Goal
Starting at the line containing "Please examine the image above and find the cheetah's mouth." and ending with the last line of the listing, write out every line again, requests included. Shift each bounding-box coordinate in the answers up by 94.

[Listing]
********

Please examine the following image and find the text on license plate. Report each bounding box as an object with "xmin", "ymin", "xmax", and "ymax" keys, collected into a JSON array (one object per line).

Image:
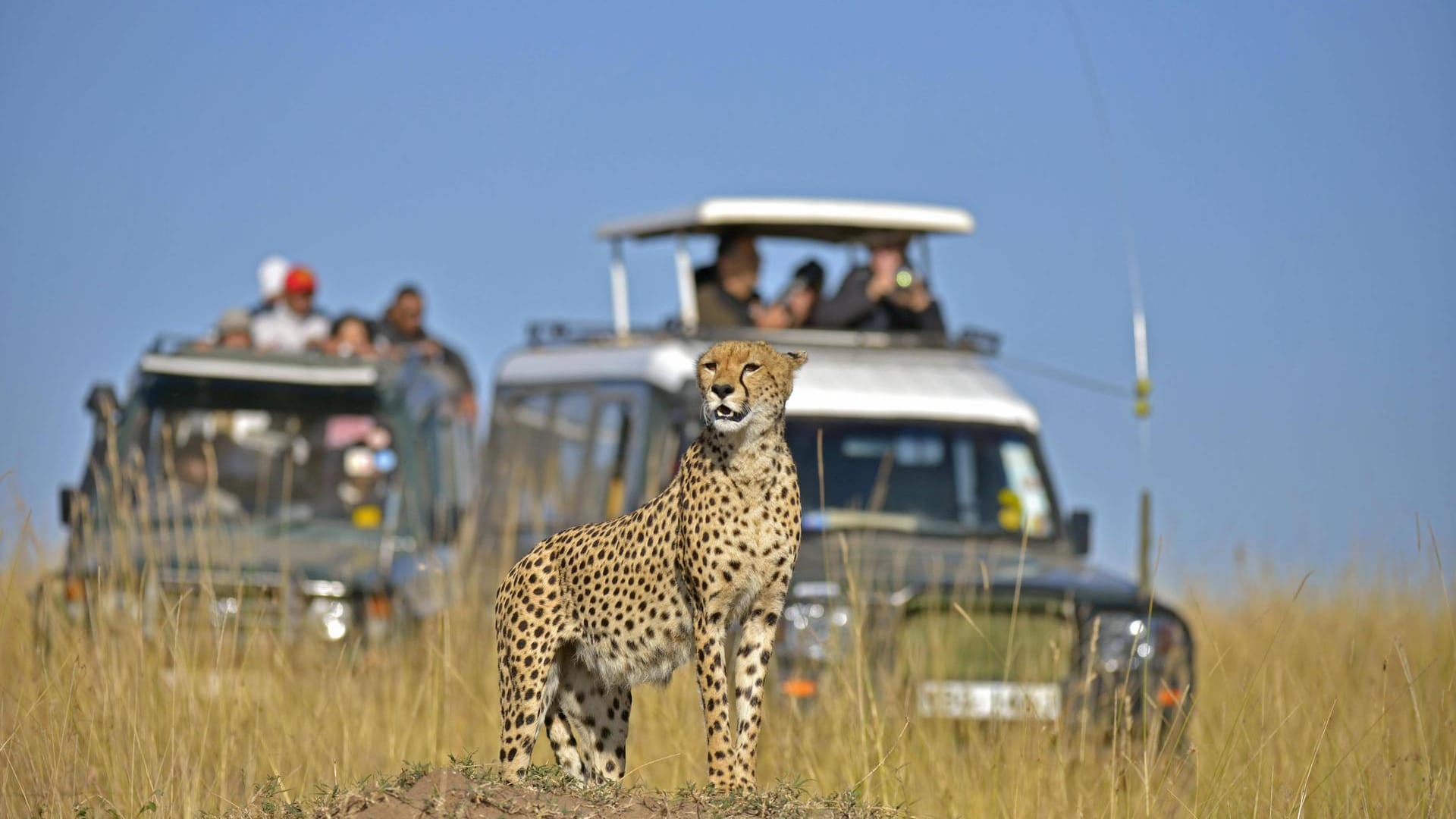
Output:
[{"xmin": 918, "ymin": 680, "xmax": 1062, "ymax": 720}]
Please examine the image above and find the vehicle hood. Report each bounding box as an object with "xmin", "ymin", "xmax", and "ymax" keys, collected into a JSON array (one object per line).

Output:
[
  {"xmin": 791, "ymin": 531, "xmax": 1162, "ymax": 607},
  {"xmin": 93, "ymin": 522, "xmax": 381, "ymax": 587}
]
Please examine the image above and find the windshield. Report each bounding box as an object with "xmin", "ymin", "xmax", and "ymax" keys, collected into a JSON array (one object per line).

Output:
[
  {"xmin": 786, "ymin": 419, "xmax": 1057, "ymax": 538},
  {"xmin": 138, "ymin": 410, "xmax": 397, "ymax": 529}
]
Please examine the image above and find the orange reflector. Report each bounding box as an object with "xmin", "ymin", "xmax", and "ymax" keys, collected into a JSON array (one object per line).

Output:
[
  {"xmin": 367, "ymin": 595, "xmax": 394, "ymax": 620},
  {"xmin": 779, "ymin": 679, "xmax": 818, "ymax": 698}
]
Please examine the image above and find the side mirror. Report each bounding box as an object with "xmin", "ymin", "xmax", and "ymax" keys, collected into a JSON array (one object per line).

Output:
[
  {"xmin": 1067, "ymin": 509, "xmax": 1092, "ymax": 555},
  {"xmin": 55, "ymin": 487, "xmax": 76, "ymax": 526}
]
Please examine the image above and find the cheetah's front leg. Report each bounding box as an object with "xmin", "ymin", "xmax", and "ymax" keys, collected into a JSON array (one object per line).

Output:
[
  {"xmin": 693, "ymin": 612, "xmax": 737, "ymax": 790},
  {"xmin": 734, "ymin": 588, "xmax": 783, "ymax": 789}
]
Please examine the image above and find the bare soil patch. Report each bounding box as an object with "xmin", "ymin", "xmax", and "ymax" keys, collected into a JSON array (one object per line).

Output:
[{"xmin": 228, "ymin": 762, "xmax": 885, "ymax": 819}]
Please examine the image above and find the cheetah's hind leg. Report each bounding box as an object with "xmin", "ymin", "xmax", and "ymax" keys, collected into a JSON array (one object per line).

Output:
[
  {"xmin": 556, "ymin": 648, "xmax": 632, "ymax": 784},
  {"xmin": 546, "ymin": 699, "xmax": 587, "ymax": 783}
]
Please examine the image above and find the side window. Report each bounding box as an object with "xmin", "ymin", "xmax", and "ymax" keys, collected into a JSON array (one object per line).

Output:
[
  {"xmin": 491, "ymin": 392, "xmax": 552, "ymax": 535},
  {"xmin": 581, "ymin": 398, "xmax": 632, "ymax": 520},
  {"xmin": 1000, "ymin": 440, "xmax": 1051, "ymax": 538},
  {"xmin": 541, "ymin": 391, "xmax": 592, "ymax": 531}
]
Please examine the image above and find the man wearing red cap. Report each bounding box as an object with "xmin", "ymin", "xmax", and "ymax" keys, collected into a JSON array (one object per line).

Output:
[{"xmin": 253, "ymin": 265, "xmax": 329, "ymax": 353}]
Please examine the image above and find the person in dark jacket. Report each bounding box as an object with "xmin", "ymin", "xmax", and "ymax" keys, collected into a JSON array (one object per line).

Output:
[
  {"xmin": 693, "ymin": 231, "xmax": 792, "ymax": 329},
  {"xmin": 373, "ymin": 284, "xmax": 479, "ymax": 419},
  {"xmin": 810, "ymin": 232, "xmax": 945, "ymax": 334}
]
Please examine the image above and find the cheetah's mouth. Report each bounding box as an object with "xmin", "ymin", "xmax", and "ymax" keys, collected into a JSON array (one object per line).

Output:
[{"xmin": 714, "ymin": 403, "xmax": 748, "ymax": 422}]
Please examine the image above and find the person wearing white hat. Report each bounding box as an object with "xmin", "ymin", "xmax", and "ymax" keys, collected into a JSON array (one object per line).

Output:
[{"xmin": 252, "ymin": 253, "xmax": 293, "ymax": 316}]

********

Exercise response
Please examine the image above and find the cheetah's mouth. Report each bounding box as an object with "xmin", "ymin", "xmax", and "ymax" keys, collected into a JSON array (one object per line).

Output:
[{"xmin": 808, "ymin": 497, "xmax": 842, "ymax": 516}]
Please examine the image above and find the person wearing white hat. Report each bounding box as an object with "xmin", "ymin", "xmax", and "ymax" keys, collected into a JSON array (one object per line).

Output:
[{"xmin": 346, "ymin": 347, "xmax": 387, "ymax": 410}]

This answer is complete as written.